Something I found hard to admit earlier in my career: accountability doesn't shrink because visibility does. A manager who lets an AI agent run on consequential work owns the output even if they never read it. A legal ruling last year held an airline responsible for its chatbot giving incorrect bereavement fare information to a customer, rejecting the argument that the chatbot was somehow separate from the company. That ruling will not be the last. The person building this role needs to be clear-eyed about the gap between what they can physically review and what they're responsible for, because that gap is large and it grows as agent autonomy expands.
On any given day, the first question is which agent outputs need a human to confirm before they go anywhere, and which processes have accumulated enough reliable runs that the gate can loosen. Somewhere in between are the edge cases the agent still handles badly in ways that are easy to miss. In the pharmaceutical company's deployment, managers started by doing this manually, task by task. Over time they built patterns. But the judgment about when a pattern was stable enough to trust never became fully automatic.
The managers getting this right don't inherit workflows and drop AI into them. They redesign the work first: what happens when the agent is wrong, not just when it's right, and what the fallback looks like before anyone needs it. The verification layer is a permanent feature of the job.

[Collected data]
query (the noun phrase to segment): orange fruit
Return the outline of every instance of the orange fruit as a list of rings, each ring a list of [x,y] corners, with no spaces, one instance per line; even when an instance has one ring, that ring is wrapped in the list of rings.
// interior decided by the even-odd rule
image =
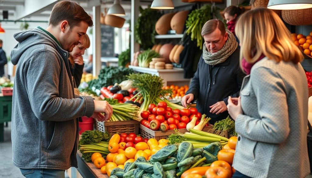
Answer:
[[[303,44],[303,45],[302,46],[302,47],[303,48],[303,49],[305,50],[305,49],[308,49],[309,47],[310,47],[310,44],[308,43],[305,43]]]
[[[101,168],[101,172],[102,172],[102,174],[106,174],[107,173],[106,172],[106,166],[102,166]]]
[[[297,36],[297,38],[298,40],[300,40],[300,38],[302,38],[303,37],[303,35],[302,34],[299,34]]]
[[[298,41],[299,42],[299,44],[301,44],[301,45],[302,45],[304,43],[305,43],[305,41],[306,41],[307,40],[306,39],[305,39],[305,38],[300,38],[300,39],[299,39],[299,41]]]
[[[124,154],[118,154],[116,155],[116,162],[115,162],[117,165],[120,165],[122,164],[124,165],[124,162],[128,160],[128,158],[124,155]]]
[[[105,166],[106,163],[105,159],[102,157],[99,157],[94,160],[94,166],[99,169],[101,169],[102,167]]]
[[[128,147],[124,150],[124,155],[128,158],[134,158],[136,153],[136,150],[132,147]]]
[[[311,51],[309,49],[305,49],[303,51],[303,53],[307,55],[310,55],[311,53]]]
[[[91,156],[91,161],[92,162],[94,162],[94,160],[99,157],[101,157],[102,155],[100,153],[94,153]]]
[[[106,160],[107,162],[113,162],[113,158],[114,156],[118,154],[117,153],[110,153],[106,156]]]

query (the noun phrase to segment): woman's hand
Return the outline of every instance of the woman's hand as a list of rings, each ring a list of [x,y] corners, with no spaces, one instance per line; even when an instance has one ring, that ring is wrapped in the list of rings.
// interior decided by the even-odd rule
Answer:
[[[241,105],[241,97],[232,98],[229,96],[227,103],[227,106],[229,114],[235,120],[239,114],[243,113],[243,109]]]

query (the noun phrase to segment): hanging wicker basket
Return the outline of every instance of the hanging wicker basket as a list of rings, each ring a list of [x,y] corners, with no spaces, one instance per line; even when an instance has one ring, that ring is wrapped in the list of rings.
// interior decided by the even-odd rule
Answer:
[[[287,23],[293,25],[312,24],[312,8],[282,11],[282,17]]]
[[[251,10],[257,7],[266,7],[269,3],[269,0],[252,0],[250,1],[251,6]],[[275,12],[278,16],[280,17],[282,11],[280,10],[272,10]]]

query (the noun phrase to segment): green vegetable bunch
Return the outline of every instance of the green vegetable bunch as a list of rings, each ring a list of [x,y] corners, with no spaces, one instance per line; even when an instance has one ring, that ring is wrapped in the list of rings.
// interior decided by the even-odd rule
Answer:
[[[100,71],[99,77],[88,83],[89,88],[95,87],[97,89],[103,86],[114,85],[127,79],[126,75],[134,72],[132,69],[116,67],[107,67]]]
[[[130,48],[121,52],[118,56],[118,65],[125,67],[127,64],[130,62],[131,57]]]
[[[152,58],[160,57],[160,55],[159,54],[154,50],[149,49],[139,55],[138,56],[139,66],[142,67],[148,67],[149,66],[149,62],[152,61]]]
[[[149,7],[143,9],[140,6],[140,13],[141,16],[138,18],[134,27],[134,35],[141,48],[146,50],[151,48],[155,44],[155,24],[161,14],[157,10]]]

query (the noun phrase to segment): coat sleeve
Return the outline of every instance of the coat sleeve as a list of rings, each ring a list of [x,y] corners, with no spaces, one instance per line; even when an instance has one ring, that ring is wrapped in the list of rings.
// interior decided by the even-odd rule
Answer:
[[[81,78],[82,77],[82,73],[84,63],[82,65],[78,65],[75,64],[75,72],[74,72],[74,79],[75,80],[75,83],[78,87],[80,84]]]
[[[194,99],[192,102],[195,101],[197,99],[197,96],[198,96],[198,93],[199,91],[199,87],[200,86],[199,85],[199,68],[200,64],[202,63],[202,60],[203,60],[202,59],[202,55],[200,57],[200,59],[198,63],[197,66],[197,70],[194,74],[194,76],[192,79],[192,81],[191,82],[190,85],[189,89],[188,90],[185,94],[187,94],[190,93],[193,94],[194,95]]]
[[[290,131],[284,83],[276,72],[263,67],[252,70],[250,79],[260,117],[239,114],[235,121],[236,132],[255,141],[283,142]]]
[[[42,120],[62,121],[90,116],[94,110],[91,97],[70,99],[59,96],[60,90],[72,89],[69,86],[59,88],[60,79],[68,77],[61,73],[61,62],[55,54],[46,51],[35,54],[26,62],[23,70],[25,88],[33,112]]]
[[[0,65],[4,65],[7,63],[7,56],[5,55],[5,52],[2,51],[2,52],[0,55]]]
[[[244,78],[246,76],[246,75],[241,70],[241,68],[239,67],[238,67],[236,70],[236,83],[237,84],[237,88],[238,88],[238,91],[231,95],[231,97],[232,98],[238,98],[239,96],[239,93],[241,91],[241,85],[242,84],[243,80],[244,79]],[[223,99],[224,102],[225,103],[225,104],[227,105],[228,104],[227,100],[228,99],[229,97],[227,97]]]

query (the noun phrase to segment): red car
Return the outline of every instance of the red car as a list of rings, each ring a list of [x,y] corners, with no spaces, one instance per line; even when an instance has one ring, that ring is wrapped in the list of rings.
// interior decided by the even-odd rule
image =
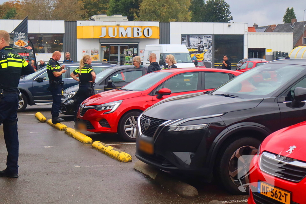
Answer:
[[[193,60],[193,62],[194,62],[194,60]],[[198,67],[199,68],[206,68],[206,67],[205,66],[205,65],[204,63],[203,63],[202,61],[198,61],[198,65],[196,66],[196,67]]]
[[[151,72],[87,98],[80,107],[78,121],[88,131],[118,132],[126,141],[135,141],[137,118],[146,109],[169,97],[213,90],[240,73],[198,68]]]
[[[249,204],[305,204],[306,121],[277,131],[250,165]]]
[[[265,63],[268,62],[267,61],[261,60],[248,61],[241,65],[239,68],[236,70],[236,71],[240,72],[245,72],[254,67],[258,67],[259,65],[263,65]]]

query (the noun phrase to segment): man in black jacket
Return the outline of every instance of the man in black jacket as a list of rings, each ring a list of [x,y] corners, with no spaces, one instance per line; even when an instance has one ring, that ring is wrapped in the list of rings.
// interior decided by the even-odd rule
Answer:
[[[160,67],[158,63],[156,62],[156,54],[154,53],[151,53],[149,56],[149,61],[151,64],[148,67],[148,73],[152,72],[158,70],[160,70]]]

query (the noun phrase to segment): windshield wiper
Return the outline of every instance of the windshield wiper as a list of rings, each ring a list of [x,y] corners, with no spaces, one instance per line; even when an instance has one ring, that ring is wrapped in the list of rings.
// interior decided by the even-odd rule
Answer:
...
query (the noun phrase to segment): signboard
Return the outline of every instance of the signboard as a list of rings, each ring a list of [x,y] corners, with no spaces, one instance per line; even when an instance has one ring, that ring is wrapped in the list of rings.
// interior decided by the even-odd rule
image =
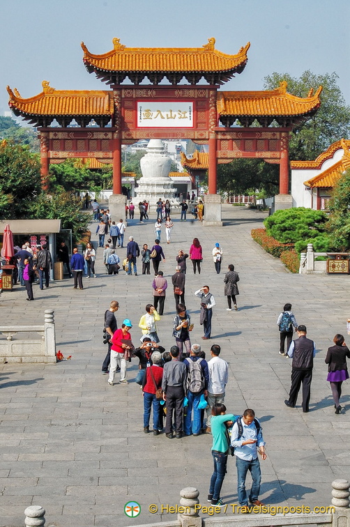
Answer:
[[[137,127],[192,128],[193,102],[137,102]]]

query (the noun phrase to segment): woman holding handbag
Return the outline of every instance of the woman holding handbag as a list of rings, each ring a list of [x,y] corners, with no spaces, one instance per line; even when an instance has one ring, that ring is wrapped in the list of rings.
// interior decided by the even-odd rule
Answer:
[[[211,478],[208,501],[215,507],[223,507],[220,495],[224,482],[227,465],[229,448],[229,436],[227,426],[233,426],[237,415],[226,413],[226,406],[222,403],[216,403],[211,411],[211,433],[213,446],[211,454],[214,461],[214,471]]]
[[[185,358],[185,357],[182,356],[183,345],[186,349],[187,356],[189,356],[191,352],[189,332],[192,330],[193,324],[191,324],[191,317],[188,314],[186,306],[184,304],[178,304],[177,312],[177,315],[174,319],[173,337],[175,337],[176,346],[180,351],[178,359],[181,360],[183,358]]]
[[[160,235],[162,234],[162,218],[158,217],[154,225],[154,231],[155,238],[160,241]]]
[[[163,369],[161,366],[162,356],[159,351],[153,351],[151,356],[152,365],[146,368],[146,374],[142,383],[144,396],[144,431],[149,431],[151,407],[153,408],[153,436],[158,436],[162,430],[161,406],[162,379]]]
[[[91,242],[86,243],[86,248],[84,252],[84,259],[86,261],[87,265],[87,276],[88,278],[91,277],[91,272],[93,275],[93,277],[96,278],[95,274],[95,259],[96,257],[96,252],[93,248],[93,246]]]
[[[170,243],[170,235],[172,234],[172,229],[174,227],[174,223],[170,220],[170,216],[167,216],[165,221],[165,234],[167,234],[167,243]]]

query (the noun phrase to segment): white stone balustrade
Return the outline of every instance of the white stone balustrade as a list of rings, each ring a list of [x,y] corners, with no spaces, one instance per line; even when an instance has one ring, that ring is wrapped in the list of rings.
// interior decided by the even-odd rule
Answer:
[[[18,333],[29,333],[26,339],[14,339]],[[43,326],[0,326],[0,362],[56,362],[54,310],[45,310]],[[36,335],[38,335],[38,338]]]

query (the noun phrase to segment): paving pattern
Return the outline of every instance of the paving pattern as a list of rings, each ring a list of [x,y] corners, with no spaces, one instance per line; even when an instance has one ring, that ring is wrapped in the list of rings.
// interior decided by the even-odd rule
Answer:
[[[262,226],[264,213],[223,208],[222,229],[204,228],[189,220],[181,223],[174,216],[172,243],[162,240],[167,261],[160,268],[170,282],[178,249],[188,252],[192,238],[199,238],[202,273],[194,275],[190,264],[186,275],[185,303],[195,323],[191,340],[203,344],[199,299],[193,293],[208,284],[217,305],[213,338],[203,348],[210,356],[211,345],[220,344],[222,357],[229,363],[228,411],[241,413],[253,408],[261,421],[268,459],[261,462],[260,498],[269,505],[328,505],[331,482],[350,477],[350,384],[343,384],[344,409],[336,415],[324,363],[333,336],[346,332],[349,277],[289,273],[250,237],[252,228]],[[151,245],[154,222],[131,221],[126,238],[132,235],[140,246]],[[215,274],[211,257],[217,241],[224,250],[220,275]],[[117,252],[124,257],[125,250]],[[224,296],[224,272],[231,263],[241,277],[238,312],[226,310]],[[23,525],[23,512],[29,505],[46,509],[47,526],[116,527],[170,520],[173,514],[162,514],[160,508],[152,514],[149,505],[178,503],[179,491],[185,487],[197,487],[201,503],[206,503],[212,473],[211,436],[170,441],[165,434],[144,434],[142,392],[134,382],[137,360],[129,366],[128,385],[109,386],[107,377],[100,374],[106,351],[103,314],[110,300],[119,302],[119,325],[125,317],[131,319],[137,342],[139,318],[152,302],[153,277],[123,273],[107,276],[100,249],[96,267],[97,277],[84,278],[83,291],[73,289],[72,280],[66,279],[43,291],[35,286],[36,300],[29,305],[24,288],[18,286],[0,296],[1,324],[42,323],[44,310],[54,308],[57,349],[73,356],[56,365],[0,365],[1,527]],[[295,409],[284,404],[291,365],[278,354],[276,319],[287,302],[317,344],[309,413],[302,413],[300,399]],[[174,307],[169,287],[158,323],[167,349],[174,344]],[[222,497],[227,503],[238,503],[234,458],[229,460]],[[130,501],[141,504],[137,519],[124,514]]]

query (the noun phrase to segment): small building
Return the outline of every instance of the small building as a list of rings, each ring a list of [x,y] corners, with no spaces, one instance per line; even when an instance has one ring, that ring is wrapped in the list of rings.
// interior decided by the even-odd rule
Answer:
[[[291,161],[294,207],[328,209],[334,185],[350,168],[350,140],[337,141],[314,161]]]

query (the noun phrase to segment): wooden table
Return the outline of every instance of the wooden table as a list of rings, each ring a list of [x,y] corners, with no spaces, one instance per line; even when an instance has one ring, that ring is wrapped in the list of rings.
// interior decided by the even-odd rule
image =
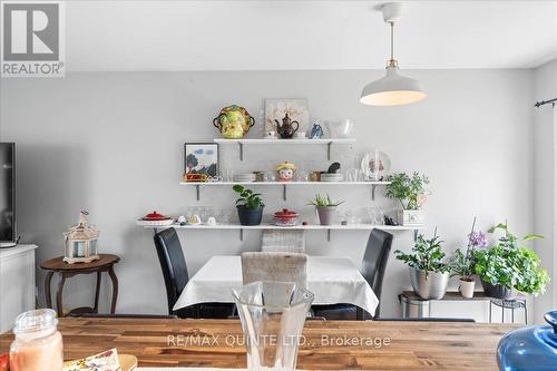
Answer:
==
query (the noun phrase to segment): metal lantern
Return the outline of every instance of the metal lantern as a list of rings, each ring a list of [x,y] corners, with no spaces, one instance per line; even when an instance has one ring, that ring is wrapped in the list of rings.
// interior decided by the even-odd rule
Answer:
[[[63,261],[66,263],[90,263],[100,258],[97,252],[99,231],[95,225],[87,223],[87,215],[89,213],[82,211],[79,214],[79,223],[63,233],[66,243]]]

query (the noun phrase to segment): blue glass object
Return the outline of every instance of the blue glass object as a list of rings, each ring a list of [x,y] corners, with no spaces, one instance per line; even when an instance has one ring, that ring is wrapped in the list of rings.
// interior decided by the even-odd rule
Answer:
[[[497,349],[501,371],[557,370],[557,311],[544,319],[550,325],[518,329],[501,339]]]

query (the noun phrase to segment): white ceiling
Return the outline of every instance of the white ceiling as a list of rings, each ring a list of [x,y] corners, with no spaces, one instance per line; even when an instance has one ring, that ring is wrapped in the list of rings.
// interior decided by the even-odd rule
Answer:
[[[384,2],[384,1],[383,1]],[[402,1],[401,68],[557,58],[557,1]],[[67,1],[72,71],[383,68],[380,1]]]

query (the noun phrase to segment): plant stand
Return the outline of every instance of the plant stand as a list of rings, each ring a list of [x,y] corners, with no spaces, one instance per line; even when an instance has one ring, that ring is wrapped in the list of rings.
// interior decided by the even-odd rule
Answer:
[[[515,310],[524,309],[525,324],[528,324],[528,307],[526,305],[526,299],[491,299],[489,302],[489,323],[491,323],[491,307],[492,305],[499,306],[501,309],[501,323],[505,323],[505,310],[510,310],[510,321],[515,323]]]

** Required action A **
Decide whether each statement agrees with the text on AI agent oversight, answering yes or no and quoting the words of the text that decide it: (i) The legal ruling accepted that the airline's chatbot was separate from the company. (ii) In the pharmaceutical company's deployment, managers began by doing this work manually, task by task. (iii) The verification layer is presented as a temporary part of the job.
** Required action B **
According to the text on AI agent oversight, what kind of information did the airline's chatbot give incorrectly to a customer?
** Required action C **
Go on with the text on AI agent oversight, starting after its final sentence.
The entries have nothing to do with the text on AI agent oversight.

** Response box A **
(i) No: "rejecting the argument that the chatbot was somehow separate from the company"
(ii) Yes: "managers started by doing this manually, task by task"
(iii) No: "The verification layer is a permanent feature of the job."

** Response box B **
Bereavement fare information.

** Response box C **
And some of it is invisible. A good foreman produces a week where nothing goes visibly wrong. Confident wrong output stays out of customer hands. Fabricated records don't reach the database. The data a process runs on doesn't drift for three cycles before anyone checks. That absence is the work, and it's almost impossible to evaluate from the outside, which is part of why organizations are slow to create the role deliberately.
When a review process finds problems and they're all surface errors, that's table stakes. The harder signal is whether the process is finding the deeper failures: cases where an agent produced something that looked correct but was wrong in a way that mattered. A manager catching only obvious mistakes is probably missing the subtle ones. Not because they're careless, but because the review process wasn't designed to find them.
The trust boundaries should also be moving. A manager who locks down agent autonomy and never expands it isn't calibrating. A manager who expands autonomy without a principled reason is taking risk they probably don't see. The healthy pattern is steady accumulation of justified confidence, with visible reasoning for each expansion and a willingness to contract when something goes wrong.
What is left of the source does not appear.